=== WHAT THE TASK REQUIRES ===
Convert the records below into a two-column CSV with the header row "text,answer" and one row per record. Put each record's full text in the first quoted field and its answer in the second, with line breaks replaced by spaces.

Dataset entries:
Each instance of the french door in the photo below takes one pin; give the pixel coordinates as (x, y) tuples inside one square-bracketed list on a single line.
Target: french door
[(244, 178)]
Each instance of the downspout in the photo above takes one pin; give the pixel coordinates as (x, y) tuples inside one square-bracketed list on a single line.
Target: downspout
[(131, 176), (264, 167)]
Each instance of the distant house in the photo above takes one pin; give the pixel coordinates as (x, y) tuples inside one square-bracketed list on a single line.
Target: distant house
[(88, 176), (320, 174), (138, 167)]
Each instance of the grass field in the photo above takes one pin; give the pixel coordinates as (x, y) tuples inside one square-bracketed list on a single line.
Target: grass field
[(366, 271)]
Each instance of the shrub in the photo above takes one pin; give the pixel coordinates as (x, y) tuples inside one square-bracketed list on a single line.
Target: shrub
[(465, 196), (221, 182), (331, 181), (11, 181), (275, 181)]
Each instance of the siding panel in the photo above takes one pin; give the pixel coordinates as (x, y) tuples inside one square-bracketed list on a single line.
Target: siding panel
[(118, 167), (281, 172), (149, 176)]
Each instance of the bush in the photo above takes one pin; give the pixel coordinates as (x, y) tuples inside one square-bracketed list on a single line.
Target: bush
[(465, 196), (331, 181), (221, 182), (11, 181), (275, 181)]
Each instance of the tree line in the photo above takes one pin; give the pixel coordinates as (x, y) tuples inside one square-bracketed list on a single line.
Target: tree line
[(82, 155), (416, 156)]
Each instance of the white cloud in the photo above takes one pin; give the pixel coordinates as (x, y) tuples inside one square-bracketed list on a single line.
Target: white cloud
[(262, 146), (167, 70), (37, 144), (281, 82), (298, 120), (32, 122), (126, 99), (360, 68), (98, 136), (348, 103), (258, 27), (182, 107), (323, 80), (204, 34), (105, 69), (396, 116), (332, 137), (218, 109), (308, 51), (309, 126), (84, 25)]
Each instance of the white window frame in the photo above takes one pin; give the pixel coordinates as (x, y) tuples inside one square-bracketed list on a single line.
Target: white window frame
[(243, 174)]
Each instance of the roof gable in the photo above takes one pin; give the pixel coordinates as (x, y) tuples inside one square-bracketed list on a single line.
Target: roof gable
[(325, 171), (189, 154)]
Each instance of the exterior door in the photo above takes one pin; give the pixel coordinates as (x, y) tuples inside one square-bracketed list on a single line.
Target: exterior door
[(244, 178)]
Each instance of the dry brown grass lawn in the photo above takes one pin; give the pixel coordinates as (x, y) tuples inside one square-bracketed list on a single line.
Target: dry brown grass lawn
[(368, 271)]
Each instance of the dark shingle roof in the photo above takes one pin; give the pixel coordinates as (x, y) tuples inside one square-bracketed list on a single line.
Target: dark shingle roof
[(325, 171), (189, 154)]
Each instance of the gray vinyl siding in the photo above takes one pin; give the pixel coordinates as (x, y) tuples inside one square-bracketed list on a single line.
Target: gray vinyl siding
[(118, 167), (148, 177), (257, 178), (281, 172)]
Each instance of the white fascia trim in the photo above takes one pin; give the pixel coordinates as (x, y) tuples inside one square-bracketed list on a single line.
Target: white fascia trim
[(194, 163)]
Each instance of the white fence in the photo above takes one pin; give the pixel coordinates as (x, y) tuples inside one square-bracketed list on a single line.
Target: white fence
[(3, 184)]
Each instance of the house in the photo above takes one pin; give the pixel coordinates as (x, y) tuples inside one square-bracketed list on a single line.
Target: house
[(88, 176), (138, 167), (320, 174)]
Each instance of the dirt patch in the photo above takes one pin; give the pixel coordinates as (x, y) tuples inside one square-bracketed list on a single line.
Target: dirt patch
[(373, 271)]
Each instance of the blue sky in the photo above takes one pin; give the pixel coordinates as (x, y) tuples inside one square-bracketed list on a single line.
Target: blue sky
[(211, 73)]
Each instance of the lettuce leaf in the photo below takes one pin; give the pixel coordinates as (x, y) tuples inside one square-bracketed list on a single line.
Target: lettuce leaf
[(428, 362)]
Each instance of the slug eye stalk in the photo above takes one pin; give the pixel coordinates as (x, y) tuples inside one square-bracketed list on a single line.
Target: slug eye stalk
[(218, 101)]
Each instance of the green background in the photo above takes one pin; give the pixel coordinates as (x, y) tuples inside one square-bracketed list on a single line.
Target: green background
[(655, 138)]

=== FINISHED ANSWER ===
text,answer
"Each instance of the french door in the photo below takes one pin; give the pixel coordinates as (x, y) tuples inside one square-bracketed list on a single line. Target: french door","[(244, 178)]"
"Each instance of the downspout in the photo above takes one pin; give the pixel coordinates as (x, y) tuples inside one square-bracketed list on a single line. Target: downspout","[(131, 176), (264, 167)]"
"Each instance of the distant house in the photo above takes one pin; give the pixel coordinates as (x, y) tuples inside one square-bracketed list on a single line. Target: distant house","[(88, 176), (320, 174), (138, 167)]"
"Each instance of the grass field in the photo above takes one pin; give the pixel coordinates as (x, y) tuples inside one square-bracketed list on a single line. Target: grass field","[(366, 271)]"
"Each instance of the shrub in the photo above takes one pin; give the pixel coordinates as (x, y) tuples inside one square-bracketed list on a single line. Target: shrub","[(465, 196), (221, 182), (331, 181), (11, 181), (275, 181)]"
"Each instance of the siding panel in the photo above takes one pin; give the pixel coordinates as (x, y) tuples inside one square-bracketed list on a single line. Target: siding panel","[(118, 167), (281, 172), (149, 176)]"
"Each instance of the bush in the photo above takes one pin; give the pixel coordinates as (x, y) tuples inside one square-bracketed list on a single line. Target: bush","[(465, 196), (331, 181), (221, 182), (11, 181), (275, 181)]"
"Each instance of the tree line in the photo above takes one pin; give the pixel coordinates as (x, y) tuples inside one square-bracketed list on a single line. Target: tree line","[(82, 155), (416, 156)]"
"Each instance of the white cloud in the photo above takes one pin; give the pixel coordinates as (x, y) tuples inside one square-bracketed list on a single line. Target: white cloud","[(262, 146), (167, 70), (37, 144), (281, 82), (298, 120), (32, 122), (126, 99), (360, 68), (98, 136), (348, 103), (258, 27), (182, 107), (323, 80), (204, 34), (105, 69), (396, 116), (332, 137), (218, 109), (308, 51), (309, 126), (84, 25)]"
"Each instance of the white window frame in the photo above takes one pin; give the pixel coordinates as (x, y) tuples inside one square-bracketed list on a single line. Target: white window frame","[(243, 174)]"
"Each instance of the roof gable in the photo above takes one pin; give the pixel coordinates as (x, y) tuples inside one square-bracketed list on a single line. Target: roof gable","[(325, 171), (189, 154)]"
"Each instance of the exterior door in the photo above takes one pin; give the pixel coordinates as (x, y) tuples inside one square-bracketed list on a single line. Target: exterior door","[(244, 178)]"
"Each instance of the dry brown grass lawn in the photo above takes one pin; give the pixel coordinates as (x, y) tuples inside one square-bracketed list on a single line. Target: dry brown grass lawn","[(368, 271)]"
"Each instance of the dark shingle roof in the photo above takes one pin; give the pixel coordinates as (x, y) tuples inside one square-bracketed list on a single line. Target: dark shingle roof","[(325, 171), (189, 154)]"
"Each instance of the gray vinyl siding in the photo above takes one pin; give the pixel coordinates as (x, y) tuples inside one square-bracketed list on a single line. Target: gray vinyl siding","[(118, 167), (148, 177), (257, 178), (281, 172)]"
"Each instance of the white fascia trim in the photo above takes one pin; give the pixel coordinates as (x, y) tuples inside one square-bracketed list on a single line. Target: white fascia trim","[(194, 163)]"
"Each instance of the white fence in the photo above takes one pin; give the pixel coordinates as (x, y) tuples inside one square-bracketed list on a single line. Target: white fence","[(3, 184)]"
"Each instance of the house in the photo above takes one pin; give the pixel coordinates as (x, y) tuples inside one square-bracketed list on a single line. Target: house","[(88, 176), (138, 167), (320, 174)]"
"Each instance of the dirt patch in the photo above takes one pin; give the pixel coordinates as (x, y) tuples inside one square-bracketed list on a single line. Target: dirt patch","[(373, 271)]"
"Each instance of the blue sky in the photo above takes one pin; give the pixel coordinates as (x, y) tuples inside one square-bracketed list on a single line. Target: blue sky","[(211, 73)]"
"Each instance of the lettuce leaf in the photo below takes one pin; give the pixel coordinates as (x, y) tuples inside one square-bracketed list on a single line. Target: lettuce leaf","[(428, 362)]"
"Each instance of the slug eye stalk in the photo above takes one pin; give the pixel coordinates as (x, y) tuples inside one square-bracketed list on a single line. Target: slug eye stalk","[(218, 101)]"
"Each instance of the green background in the photo above takes one pin; give the pixel coordinates as (x, y) tuples inside one square-bracketed list on a single line. Target: green background","[(655, 138)]"